### Problems
1 – Decide whether each statement below agrees with the forum thread. Answer yes or no for each and quote the words of the thread that settle it.
(a) The original poster moved the battery to the trunk.
(b) The coolant tank the original poster ordered from Summit was made for the GTO.
(c) GM4life says the coolant tanks at Summit are not plastic.
2 – Convert the rows below into a JSON list of strings, one string per line, leaving out any blank lines.

### Given passage
# Need help, Received Maggie 112.need coolant resevoir?



## cpr (Aug 3, 2006)

Supercharged Gto drivers/installers. Okay have received the Kit from magnuson arty:and they attach thier supercharger coolant resevoir on top of the stock battery location! Well i have moved mine to the trunk! So has anyone have a custom or other coolant tank that works and looks cool in that location or Ideas? Could use a factory tank or custom unit that attaches to a sidewall or ? Maybe a unit that mounts to the base of the stock battery location! Okay any ideas? Thanks :cheers


----------



## GM4life (Mar 18, 2007)

You can fab up a faux battery or bracket to fit under it. Also Magnuson use a smaller reservour for the TVS superchargers that would make it easier to mount. You can look into that.


----------



## Rukee (Feb 8, 2007)

relocate the overflow tank to the trunk too.


----------



## cpr (Aug 3, 2006)

Thanks Gm, Im just looking for more of a custom or if anyone has done this ! Again just looking for ideas and then try something a little different! I removed all the plastic stuff from my motor and hope to keep the plastic to a minium! To me the Motor with the valve covers,gas lines and the mechanical items are the beauty, not the Plastic covers made to look like a motor!!


----------



## GM4life (Mar 18, 2007)

You can buy your own coolant tank if you want. You don't have to use the one supplied. 

Search Results for coolant tank - SummitRacing.com

Also they are not plastic


----------



## cpr (Aug 3, 2006)

*Gotta love the aftermarket!!*

Thanks again Gm. Did Order a summit superchargher tank!! made for a Ford product but should work and look great!i know its for a mustang, but with such a low volume hot rod like the GTO you have to work with whats available to save some costs!! Soon as i get this stuff installed will post some new photos!!arty:arty:arty:


----------



## GM4life (Mar 18, 2007)

Nice. I would go that route to if I had relocated my battery. The large opening would be good for someone that drag race, because you can add ice too. Please post pics.
:cheers


----------



## GM4life (Mar 18, 2007)

Get it in yet?


----------



## HITMAN803 (Apr 10, 2010)

Man when did you order your maggie??? I ordered mine the first week in march and havent heard anything from them on when its gonna ship out....GM4life are you weapons?

### Dataset
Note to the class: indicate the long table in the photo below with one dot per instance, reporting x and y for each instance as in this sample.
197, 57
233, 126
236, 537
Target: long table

### Results
1 –
(a) Yes: "Well i have moved mine to the trunk!"
(b) No: "made for a Ford product"
(c) Yes: "Also they are not plastic"

2 –
[
  "Note to the class: indicate the long table in the photo below with one dot per instance, reporting x and y for each instance as in this sample.",
  "197, 57",
  "233, 126",
  "236, 537",
  "Target: long table"
]